Could you copy each line of the listing below that has the word "segmentation"?

Segment Open

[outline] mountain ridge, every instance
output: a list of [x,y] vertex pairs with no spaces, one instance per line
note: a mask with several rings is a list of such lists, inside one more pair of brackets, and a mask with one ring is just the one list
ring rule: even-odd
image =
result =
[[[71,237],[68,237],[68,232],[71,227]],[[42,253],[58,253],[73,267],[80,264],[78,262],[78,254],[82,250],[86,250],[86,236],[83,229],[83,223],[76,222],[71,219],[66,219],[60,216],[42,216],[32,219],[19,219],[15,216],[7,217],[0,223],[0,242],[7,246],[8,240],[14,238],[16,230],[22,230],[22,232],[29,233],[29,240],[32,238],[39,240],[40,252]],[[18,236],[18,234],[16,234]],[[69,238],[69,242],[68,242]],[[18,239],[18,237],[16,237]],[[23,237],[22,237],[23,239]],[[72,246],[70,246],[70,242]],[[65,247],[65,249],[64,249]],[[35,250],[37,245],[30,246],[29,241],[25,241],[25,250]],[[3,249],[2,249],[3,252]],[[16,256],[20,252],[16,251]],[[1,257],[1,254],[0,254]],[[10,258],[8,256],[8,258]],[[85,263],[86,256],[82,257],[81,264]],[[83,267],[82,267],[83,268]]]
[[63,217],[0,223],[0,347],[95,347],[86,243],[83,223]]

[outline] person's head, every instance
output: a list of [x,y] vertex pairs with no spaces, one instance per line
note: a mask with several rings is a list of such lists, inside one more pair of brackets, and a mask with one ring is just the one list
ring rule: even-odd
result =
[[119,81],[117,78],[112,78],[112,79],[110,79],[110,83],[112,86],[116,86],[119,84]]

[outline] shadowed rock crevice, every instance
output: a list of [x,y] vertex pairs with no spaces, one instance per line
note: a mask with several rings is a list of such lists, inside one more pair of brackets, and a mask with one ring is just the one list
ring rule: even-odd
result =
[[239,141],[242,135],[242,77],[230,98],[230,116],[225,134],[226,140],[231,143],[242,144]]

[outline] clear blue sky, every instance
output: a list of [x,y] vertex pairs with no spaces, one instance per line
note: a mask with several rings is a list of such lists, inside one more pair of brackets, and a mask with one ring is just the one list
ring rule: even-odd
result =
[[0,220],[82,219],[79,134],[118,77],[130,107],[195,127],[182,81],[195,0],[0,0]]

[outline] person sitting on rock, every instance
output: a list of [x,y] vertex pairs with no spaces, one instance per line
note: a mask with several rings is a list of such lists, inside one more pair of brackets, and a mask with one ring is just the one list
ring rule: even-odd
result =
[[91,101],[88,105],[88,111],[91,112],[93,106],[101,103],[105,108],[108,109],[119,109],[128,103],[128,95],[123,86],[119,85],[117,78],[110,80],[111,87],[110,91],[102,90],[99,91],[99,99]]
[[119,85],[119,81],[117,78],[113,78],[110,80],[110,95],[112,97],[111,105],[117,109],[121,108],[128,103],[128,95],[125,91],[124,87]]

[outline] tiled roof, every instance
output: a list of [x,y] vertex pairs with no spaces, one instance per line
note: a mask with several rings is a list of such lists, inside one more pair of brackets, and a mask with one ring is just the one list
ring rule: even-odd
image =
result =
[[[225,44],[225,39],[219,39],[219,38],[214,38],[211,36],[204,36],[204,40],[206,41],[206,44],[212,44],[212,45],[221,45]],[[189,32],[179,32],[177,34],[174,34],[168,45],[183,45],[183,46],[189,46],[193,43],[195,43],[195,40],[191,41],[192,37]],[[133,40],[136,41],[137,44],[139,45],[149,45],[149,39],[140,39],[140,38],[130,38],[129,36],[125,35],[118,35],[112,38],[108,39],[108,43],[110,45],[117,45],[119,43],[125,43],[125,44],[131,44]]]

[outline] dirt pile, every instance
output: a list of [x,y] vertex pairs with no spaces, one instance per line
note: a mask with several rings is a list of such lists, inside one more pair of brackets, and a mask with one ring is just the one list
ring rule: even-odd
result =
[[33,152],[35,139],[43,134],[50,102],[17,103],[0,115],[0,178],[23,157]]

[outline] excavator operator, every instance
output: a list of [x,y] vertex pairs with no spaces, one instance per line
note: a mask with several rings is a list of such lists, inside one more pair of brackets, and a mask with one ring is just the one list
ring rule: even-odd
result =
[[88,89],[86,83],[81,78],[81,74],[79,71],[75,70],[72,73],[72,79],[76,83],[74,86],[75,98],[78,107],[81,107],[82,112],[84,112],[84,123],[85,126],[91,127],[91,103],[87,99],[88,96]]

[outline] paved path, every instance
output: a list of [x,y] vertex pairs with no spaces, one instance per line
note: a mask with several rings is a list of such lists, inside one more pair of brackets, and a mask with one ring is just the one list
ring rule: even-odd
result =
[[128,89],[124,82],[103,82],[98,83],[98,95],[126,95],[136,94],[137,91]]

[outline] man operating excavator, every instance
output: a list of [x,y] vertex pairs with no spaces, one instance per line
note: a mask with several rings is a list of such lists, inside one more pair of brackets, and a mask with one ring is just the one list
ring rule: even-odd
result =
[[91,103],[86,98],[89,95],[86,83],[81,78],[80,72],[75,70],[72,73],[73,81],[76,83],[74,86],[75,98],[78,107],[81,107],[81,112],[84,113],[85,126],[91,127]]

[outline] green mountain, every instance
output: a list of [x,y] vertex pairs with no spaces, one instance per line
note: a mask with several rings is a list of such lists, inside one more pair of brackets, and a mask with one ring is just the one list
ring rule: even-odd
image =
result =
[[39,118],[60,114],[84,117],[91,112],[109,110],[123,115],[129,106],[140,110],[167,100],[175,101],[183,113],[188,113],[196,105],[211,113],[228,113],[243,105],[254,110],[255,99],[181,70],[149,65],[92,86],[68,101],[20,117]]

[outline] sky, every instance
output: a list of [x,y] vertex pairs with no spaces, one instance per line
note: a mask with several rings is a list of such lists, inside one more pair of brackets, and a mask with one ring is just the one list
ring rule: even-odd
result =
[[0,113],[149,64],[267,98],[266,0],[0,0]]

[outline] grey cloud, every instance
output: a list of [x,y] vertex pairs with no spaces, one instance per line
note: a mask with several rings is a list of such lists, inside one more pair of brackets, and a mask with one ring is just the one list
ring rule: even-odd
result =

Segment Closed
Segment Open

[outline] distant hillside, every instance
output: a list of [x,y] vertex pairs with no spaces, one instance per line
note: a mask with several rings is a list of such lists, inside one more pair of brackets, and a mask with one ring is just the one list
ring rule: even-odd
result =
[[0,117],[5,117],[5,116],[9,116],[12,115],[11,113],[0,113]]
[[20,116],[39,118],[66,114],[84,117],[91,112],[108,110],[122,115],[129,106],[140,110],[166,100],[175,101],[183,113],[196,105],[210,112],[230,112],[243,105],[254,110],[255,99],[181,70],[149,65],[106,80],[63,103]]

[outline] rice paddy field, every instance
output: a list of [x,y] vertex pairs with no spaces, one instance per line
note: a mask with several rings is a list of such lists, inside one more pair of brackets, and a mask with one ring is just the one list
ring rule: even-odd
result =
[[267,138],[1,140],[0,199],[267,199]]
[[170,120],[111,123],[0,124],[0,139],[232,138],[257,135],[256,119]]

Segment Closed
Segment Open

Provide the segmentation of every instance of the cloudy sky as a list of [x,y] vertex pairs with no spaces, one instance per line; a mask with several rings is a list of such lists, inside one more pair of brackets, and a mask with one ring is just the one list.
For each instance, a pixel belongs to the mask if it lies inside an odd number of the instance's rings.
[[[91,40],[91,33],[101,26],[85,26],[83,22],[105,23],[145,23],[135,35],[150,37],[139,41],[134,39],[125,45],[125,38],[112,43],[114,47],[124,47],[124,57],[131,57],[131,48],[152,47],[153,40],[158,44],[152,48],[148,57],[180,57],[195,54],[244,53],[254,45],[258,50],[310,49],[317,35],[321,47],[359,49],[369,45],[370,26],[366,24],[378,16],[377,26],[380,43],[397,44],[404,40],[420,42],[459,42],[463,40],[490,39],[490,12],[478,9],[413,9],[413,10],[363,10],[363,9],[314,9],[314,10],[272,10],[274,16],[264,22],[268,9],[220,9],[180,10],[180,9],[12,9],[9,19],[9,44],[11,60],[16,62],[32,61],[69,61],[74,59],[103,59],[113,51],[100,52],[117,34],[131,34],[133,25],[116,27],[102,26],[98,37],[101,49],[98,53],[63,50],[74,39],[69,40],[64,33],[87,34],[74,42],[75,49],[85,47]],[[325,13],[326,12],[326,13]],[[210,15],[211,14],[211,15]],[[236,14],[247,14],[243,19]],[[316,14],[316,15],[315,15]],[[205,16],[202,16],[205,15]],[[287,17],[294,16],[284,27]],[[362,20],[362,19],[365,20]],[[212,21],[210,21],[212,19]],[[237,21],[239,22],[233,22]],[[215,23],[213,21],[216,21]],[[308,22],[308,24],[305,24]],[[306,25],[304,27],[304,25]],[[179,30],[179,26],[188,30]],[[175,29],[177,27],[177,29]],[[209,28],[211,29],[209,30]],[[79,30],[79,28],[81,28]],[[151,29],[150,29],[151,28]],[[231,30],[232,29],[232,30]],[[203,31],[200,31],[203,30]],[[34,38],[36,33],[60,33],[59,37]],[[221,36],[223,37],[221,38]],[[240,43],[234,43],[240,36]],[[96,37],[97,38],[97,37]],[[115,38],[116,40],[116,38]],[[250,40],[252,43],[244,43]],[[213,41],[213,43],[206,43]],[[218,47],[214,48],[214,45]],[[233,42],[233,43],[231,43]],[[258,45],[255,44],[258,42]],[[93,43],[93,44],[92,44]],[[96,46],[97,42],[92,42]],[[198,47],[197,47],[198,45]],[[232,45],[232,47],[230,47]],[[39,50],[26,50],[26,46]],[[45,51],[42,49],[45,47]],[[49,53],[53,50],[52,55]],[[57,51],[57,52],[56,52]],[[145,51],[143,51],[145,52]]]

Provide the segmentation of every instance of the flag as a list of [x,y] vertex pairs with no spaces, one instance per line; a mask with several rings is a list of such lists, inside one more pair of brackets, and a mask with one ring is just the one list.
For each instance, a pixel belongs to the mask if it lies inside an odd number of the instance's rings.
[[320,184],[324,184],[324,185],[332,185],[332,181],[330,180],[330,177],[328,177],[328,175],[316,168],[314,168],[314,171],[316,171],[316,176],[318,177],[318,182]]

Segment Closed

*RESPONSE*.
Provide the segmentation of every instance of the cloudy sky as a list of [x,y] vertex pairs with no spaces, one instance per line; a mask with several rings is a list of such lists, inside one more pair of brackets, and a mask with one ring is just the one list.
Provide the segmentation of every instance of the flag as a list of [x,y] vertex pairs with no spaces, one instance per line; a mask with several rings is a list of such lists, inside one more pair of brackets, and a mask with one ring is just the one list.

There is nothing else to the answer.